= DOCUMENT =
┄┄┄┄┄┄┄┄┄┄

# 2011 Coyote Hunting Tournaments



## elkslayer (Sep 16, 2011)

I was in Cal Ranch (West Jordan Store) the other day and they had a poster for a tournament in November, but I was in a hurry and did not write down any information. If anyone hears or see's anything on Coyote Tournaments I would greatly appreciate the information. I am just an average coyote hunter, that loves any opportunity to get out to hunt. I live in Utah County and I do not get up to that area very often so I am asking for help.
Thank you and I hope you all have fun and especially safe hunts this year.


----------



## reb8600 (Sep 8, 2007)

PM sent with some information


----------



## diverslayer (Jun 24, 2010)

Could you send me a p.m. as well. Thanks


----------



## yfzduner450 (Dec 28, 2009)

The ones that i know about so far is the one Reb8600 is doing and then one in Jan. down in sanpete county. Pm me if your interested and i'll give you contact info.


----------



## reb8600 (Sep 8, 2007)

Diverslayer- PM sent

YFZ- The one in January is also being hosted by me.


----------



## yfzduner450 (Dec 28, 2009)

Reb, i figured as much, when i went to the website and it had the utah predator callers as the staff. I'm kind of bummed out that all the contests have a no dog rule. What's up with that??? I understand about running hounds but decoy dogs shouldn't matter, you still gotta call in the coyotes. IMO, if your allowed to use a decoy at all, then dogs should be fine. Sorry for the Rant!!!


----------



## mikevanwilder (Nov 11, 2008)

Well I will take the info too if you give it to me.


----------



## reb8600 (Sep 8, 2007)

YFZ
I dont know that I have ever seen a contest that allows the use of dogs. They idea is to keep the playing field as even and fair as possible. Some contests have even more strict rules than this. You should look at the rules for the world contest.


----------



## proutdoors (Sep 24, 2007)

I am not interested in participating in the contest here in Sanpete, but I am interested where you are having it. I have several coyotes that hang out on my property and in the nearby hills.


----------



## reb8600 (Sep 8, 2007)

Pro

There is no certain area for the hunt. The participants can hunt anywhere they want. We just have set location for the pre hunt meeting and the checkin at the end.


----------



## Tired Hunter (May 12, 2011)

Who is "We" Who are you anyway, Al Morris ?


----------



## yfzduner450 (Dec 28, 2009)

┄┄┄┄┄┄┄┄┄┄

= DATA LINES =
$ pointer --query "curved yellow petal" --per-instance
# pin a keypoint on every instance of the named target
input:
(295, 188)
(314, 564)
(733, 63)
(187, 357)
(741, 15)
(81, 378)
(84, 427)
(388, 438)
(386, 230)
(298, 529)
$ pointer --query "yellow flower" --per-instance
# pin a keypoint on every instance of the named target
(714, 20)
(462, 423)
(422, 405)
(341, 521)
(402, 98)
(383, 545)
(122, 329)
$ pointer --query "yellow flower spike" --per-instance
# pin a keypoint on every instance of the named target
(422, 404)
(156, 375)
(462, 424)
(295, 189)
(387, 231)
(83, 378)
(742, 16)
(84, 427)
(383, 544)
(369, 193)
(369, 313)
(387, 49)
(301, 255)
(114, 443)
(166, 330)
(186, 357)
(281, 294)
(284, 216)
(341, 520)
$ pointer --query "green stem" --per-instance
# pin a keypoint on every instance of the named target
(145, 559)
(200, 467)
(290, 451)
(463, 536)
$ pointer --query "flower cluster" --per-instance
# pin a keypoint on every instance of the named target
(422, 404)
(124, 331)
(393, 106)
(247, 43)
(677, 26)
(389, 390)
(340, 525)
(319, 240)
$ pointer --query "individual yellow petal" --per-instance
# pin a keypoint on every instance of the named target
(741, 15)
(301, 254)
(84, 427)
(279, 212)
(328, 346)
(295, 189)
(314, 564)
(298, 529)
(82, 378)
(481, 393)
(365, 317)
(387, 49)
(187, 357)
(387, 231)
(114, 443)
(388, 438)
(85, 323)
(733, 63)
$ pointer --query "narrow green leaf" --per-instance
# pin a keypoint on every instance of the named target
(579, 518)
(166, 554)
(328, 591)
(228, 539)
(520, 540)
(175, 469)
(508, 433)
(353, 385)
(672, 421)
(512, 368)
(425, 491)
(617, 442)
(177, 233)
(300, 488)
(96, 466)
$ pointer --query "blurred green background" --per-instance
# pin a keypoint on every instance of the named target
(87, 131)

┄┄┄┄┄┄┄┄┄┄

= TASK SET =
A: Answer these questions about the coyote tournament thread:
(i) In which store did elkslayer see a tournament poster?
(ii) In which county is the January tournament held?
(iii) According to reb8600, where can participants hunt?
B: List every line of the records that contains the word "green".
The records are unrelated to the text.

= ANSWER SET =
A:
(i) Cal Ranch (West Jordan Store)
(ii) Sanpete County
(iii) Anywhere they want

B:
$ pointer --query "green stem" --per-instance
$ pointer --query "narrow green leaf" --per-instance
$ pointer --query "blurred green background" --per-instance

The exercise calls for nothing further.